*Written problem 1:* The upcoming passage on shelving names several things that are supposed to come and go from a shelf. List each one.

*Selected passage:*
################

A standard shelf will either attract more items that fit it, because it feels right, or it will fill with random clutter that has nowhere else to go. It’s either manifest destiny or lebensraum.
Ideally, a shelf empties and refills. Clean dishes, clean towels, fresh groceries, they’re all supposed to come and go. It’s hard to tolerate clutter on shelves that are constantly in use, because anything that isn’t being used is always in the way. That’s what clutter IS, of course. So what is it that we think we’re doing with any shelf if it’s filled with stuff we don’t use?
The goal is always to be intentional. With something like shelving, it should be clear what is being stored, why, where, and for how long. Then it’s simple enough to find a set of shelving of the right size and dimensions. Maybe sell off some existing clutter to pay for them, thereby solving two problems: too much stuff, and nowhere to put what’s left. Good luck finding any free shelves that will magically do that job.

################

*Written problem 2:* Write out the records again, from the line containing "Return the mask of every instance of the **wooden" through the end of the records, substituting "rowboat" for "floating dock" and leaving everything else unchanged.

################

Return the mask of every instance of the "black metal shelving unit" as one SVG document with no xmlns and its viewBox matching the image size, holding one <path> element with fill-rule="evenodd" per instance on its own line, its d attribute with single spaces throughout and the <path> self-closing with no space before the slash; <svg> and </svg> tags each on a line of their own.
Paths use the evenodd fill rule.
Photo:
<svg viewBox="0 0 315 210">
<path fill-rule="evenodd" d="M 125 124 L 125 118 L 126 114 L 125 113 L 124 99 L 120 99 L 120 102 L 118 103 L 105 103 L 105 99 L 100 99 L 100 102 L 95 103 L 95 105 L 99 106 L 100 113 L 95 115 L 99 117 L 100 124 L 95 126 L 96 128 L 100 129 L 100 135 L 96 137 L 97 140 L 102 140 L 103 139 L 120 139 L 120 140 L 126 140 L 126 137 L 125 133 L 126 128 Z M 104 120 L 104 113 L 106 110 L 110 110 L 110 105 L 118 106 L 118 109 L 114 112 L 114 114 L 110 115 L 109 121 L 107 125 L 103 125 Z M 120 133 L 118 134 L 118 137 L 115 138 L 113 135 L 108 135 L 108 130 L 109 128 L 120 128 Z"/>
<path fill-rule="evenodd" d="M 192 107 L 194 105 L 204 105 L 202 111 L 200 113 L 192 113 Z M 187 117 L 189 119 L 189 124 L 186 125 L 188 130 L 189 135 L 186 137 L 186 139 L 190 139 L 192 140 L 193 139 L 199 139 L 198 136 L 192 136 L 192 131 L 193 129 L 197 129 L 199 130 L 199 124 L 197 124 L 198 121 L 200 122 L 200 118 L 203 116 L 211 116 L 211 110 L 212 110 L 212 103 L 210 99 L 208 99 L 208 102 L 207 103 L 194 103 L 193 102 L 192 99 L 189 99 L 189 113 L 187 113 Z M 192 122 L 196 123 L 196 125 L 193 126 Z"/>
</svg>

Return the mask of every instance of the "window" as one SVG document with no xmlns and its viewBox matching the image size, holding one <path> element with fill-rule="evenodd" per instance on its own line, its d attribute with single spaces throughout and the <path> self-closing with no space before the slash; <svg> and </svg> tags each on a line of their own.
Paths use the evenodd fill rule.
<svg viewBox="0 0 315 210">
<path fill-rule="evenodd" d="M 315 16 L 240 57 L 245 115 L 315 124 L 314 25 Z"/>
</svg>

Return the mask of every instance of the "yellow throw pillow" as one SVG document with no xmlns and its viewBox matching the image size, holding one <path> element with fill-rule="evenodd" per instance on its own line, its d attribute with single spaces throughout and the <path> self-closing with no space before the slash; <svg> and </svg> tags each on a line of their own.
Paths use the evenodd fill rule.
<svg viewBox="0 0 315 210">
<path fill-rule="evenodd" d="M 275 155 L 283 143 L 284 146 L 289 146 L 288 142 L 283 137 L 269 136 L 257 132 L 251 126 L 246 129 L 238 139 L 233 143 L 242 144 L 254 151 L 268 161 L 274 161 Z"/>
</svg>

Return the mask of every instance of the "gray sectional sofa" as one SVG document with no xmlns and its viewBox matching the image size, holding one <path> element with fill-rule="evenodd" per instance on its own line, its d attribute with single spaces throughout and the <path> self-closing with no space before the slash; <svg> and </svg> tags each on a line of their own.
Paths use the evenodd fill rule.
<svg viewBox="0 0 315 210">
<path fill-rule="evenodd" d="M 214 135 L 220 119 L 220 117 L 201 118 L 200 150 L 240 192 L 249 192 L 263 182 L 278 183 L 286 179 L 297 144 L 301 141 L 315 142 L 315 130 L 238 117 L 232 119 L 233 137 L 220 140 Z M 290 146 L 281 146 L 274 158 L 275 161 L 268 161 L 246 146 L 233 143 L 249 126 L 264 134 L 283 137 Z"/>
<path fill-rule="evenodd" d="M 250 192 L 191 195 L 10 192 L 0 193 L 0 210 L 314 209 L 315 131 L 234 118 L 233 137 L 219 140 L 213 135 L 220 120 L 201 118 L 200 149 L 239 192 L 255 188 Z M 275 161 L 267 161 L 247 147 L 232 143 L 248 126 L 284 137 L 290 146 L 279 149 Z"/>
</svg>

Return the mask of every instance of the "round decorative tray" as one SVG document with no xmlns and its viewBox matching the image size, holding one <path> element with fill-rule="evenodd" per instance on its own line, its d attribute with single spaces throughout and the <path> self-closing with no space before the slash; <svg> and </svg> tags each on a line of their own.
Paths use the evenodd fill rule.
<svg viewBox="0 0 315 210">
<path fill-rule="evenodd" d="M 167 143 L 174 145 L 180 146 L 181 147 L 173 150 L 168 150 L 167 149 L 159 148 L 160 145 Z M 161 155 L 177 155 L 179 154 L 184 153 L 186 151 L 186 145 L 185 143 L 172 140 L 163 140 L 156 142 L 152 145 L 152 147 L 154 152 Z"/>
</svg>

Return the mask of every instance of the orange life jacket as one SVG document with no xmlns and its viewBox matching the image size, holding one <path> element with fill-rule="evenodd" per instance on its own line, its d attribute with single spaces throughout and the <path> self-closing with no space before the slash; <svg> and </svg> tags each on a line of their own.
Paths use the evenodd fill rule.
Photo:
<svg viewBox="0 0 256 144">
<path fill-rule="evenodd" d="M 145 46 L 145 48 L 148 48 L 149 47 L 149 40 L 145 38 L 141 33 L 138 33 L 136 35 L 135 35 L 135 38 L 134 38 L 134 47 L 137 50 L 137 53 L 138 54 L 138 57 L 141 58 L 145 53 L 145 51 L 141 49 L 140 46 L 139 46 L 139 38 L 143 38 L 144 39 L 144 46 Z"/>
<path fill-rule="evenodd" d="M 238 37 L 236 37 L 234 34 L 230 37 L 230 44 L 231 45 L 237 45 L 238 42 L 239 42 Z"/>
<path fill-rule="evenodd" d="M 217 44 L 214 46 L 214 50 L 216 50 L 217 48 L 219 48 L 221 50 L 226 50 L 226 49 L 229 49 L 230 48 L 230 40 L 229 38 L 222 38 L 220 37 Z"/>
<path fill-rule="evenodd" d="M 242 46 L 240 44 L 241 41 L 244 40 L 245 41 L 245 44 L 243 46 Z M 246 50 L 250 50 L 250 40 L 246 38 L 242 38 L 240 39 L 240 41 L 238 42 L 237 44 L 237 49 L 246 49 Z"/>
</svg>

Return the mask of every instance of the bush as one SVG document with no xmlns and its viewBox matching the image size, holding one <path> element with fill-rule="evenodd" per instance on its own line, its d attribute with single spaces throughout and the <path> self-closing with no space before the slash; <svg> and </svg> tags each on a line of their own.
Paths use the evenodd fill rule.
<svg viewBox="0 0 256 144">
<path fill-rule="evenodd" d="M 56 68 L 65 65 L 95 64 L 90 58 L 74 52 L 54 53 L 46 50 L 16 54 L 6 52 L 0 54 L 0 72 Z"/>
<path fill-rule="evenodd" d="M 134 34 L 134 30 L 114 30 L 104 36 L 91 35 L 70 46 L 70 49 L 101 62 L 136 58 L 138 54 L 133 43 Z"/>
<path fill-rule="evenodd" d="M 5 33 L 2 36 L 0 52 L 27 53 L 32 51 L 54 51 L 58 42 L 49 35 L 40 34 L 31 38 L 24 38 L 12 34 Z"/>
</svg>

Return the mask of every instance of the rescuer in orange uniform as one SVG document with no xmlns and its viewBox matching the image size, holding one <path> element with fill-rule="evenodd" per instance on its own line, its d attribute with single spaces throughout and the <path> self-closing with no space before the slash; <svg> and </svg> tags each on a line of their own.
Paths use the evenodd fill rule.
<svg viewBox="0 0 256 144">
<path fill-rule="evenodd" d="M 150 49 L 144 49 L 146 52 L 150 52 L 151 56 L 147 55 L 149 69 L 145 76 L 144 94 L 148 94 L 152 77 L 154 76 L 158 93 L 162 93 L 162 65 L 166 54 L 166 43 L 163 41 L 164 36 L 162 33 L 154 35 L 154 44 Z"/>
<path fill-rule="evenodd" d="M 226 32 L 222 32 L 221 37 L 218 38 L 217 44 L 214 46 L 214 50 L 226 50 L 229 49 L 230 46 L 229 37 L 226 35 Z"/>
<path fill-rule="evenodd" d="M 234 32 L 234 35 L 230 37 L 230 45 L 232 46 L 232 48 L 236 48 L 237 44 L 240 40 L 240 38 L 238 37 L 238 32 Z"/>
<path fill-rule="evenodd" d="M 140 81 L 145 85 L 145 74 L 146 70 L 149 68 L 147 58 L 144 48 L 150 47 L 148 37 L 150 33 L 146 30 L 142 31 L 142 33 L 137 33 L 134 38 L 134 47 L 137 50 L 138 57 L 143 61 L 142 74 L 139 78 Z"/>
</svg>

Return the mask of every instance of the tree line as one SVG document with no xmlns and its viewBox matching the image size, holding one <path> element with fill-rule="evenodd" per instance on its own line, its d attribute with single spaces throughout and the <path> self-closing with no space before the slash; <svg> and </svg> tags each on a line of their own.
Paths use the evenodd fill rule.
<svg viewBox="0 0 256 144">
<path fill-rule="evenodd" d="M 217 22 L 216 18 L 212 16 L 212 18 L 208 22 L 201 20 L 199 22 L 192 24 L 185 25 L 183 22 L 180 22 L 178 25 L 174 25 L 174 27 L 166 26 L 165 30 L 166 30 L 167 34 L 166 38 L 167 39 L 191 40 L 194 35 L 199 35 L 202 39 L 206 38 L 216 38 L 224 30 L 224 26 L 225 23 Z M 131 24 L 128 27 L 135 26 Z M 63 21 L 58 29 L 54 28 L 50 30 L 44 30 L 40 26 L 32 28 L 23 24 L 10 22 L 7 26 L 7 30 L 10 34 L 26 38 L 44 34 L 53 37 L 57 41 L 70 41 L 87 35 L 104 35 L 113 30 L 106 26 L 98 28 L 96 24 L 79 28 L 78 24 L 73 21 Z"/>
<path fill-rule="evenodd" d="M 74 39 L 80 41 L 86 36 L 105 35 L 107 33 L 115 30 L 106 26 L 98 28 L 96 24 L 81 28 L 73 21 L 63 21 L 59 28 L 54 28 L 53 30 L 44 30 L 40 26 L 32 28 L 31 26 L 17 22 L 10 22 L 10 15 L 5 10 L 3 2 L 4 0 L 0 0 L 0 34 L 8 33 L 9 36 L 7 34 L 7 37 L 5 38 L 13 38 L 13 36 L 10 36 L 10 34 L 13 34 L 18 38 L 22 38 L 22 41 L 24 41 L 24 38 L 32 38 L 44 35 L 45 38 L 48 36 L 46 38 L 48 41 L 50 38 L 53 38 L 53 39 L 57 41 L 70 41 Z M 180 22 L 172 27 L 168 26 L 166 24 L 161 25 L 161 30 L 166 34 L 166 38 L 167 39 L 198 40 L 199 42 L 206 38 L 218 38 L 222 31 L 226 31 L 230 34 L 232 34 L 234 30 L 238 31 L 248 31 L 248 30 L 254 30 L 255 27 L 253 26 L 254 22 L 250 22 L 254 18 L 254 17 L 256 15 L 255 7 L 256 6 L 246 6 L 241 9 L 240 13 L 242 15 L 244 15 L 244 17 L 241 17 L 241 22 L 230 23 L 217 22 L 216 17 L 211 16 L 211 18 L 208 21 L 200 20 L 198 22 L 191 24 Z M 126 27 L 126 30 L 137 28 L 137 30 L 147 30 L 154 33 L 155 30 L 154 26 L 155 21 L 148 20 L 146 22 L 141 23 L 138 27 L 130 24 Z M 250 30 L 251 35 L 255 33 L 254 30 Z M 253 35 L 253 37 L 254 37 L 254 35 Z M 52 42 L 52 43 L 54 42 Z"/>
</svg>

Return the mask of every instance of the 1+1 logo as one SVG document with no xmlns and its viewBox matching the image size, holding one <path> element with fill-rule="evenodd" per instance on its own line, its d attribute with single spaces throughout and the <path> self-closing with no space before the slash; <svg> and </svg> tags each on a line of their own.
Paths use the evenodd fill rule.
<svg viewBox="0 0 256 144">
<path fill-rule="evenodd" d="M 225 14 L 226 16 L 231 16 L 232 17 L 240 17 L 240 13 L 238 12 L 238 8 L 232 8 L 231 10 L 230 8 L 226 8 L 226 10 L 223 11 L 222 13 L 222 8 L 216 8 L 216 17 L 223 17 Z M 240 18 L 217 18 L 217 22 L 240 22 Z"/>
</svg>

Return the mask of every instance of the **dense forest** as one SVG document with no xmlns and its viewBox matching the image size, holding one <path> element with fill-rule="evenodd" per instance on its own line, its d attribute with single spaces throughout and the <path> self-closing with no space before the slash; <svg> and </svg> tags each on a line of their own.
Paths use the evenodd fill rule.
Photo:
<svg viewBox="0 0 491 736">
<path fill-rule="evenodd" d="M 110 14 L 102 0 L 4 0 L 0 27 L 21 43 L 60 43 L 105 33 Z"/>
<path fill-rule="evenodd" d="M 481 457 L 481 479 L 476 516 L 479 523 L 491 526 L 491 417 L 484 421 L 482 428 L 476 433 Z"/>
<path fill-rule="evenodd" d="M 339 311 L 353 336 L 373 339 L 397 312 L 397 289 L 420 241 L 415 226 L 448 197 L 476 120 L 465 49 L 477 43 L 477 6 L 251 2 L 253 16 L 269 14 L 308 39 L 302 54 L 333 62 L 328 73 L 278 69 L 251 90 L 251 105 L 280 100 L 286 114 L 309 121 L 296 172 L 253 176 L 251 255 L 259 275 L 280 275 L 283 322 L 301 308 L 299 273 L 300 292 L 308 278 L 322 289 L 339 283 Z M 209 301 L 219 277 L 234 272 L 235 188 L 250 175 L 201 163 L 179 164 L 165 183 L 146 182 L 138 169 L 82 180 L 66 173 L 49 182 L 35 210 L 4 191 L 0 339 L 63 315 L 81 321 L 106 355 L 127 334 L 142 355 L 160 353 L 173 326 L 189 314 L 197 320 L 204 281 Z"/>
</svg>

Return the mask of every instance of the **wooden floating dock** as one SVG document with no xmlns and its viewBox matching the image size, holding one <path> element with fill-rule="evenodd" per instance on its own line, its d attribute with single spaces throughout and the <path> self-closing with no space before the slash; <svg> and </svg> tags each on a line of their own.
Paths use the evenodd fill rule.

################

*Written solution 1:* Clean dishes, clean towels, fresh groceries

*Written solution 2:*
Return the mask of every instance of the **wooden rowboat** as one SVG document with no xmlns and its viewBox matching the image size, holding one <path> element with fill-rule="evenodd" per instance on its own line, its d attribute with single spaces throughout and the <path> self-closing with no space before the slash; <svg> and </svg> tags each on a line of their own.
Paths use the evenodd fill rule.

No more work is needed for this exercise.